Extend the essay on internal stability and territorial disputes in science fiction, picking up right after its final sentence.

** START GIVEN TEXT **

Territorial incursions and disputes are common in science fiction, and they often involve colony worlds which possess large reserves of an important resource such as a rare mineral ore. One thing which is rarely seen in science fiction is a disputed area where two competing powers hold different land masses on the same planet in an uneasy peace. Writers generally treat planets as "all or nothing" propositions in science fiction even though regions as small as a single city have been subdivided among competing powers in reality.

Internal Stability

Internal unrest harms a nation's military readiness, saps its economic strength, threatens its government, and damages its social fabric. This can be a self-reinforcing effect: economic turmoil may cause internal unrest, which in turn causes more economic turmoil by disrupting shipping and other economic activities. Food shortages in particular can easily cause serious internal unrest; at the risk of being trite, people who face starvation have nothing left to lose.

The task of maintaining internal stability can be viewed as a combination of three factors:

  1. The habit of obedience

  2. Monopoly of the means of coercion

  3. Monopoly of economic resources

The Habit of Obedience: this means that the people of any given country obey its edicts simply because it is the government. They reflexively become submissive when confronted by a police officer. They (mostly) pay their taxes, drive on the right side of the road, make an effort to obey most traffic laws (to within a margin of error generally determined by the proximity of the nearest police officer), etc. To a large extent, the habit of obedience is determined by citizen satisfaction with their government. One might assume that a citizen of a totalitarian state cannot possibly be satisfied with his government, but totalitarian states devote considerable resources to internal propaganda for a reason: even they cannot maintain order through force alone.

** END GIVEN TEXT **
** START DATA LINES **

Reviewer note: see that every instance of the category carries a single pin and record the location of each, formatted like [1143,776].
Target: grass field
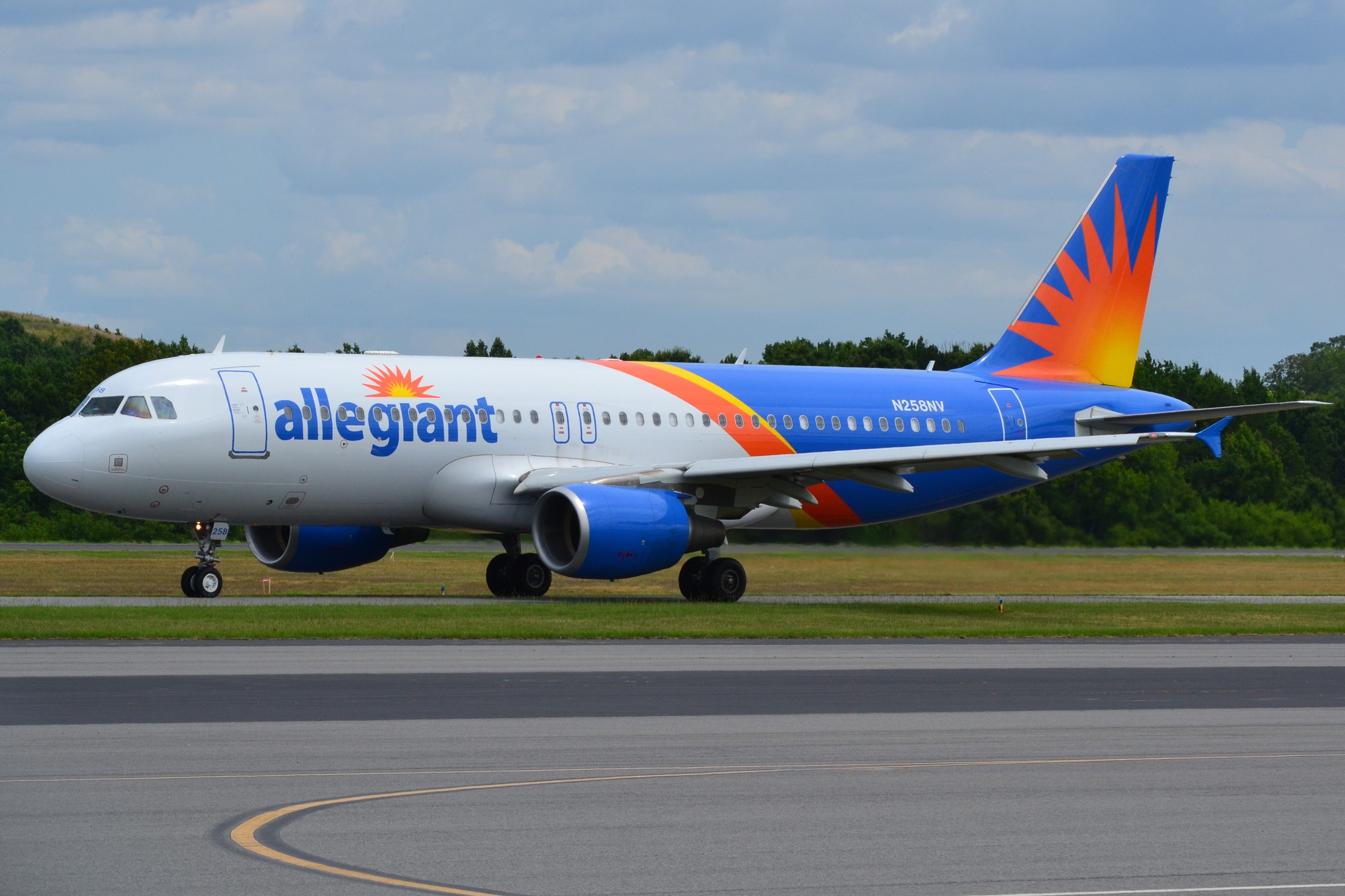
[672,621]
[827,572]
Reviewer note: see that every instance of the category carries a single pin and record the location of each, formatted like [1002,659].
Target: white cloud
[49,150]
[157,29]
[139,259]
[136,243]
[22,287]
[607,252]
[348,251]
[931,29]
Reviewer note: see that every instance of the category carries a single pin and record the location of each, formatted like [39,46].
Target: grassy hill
[60,330]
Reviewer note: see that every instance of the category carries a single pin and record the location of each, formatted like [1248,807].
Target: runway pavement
[725,793]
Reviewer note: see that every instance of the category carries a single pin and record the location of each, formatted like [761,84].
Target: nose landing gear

** END DATA LINES **

RESULT OF THIS EXERCISE:
Monopoly of the means of coercion: this means that the government "carries the biggest stick", so to speak. Remember that government is the only entity which is allowed to use violence or the threat of violence in order to enforce its edicts. This doesn't mean it has to control every aspect of life; its laws can be very strict or very sparse, but either way, it reserves for itself the right to coerce obedience to its rules. A private citizen can use a gun to defend himself, but he cannot set a rule and then forcibly imprison other citizens in his basement for not following it. Of course, this is all meaningless without the means to back it up, which takes us back to the "biggest stick". If a private group acquires the means to successfully resist government coercion, then the government no longer has the "biggest stick", so it has lost its monopoly of the means of coercion. The result is usually a civil war, since governments almost always react with extreme prejudice to such groups.

Monopoly of economic resources: this means that the government controls the way in which economic resources are employed and distributed. This doesn't mean it controls every transaction, but it does set the rules which dictate the form of those transactions. For example, the government controls whether a country will be communist or capitalist. The government decides whether pyramid schemes are permitted. The government decides whether banks should require a 10% down payment on a house before issuing a mortgage. The level of control depends on the government, but that control does belong to the government, and no one else.

In the case of food shortages, the government might use its monopoly of economic resources to declare a food rationing policy, and then it could use its monopoly of the means of coercion to enforce this policy. As long as the habit of obedience remains, this can work effectively. But what if food rations are inadequate, and people begin to starve anyway? What if food rations are being distributed unequally, so that groups favoured by the government are well-fed while other groups are not? Black markets may form, the habit of obedience may break down, riots can ensue, and the government's monopoly of economic resources can break down, as people decide to ignore its rules. The government might then decide to send troops to suppress the rioters, but what if some of the troops are sympathetic to the rioters? The government might lose its monopoly of the means of coercion as well, thus demolishing the third pillar of internal stability and plunging the nation into chaos.

When faced with serious internal unrest, a nation-state will normally address the problem according to its inherent proclivities, but whatever those proclivities, it still must maintain the three attributes necessary for internal stability.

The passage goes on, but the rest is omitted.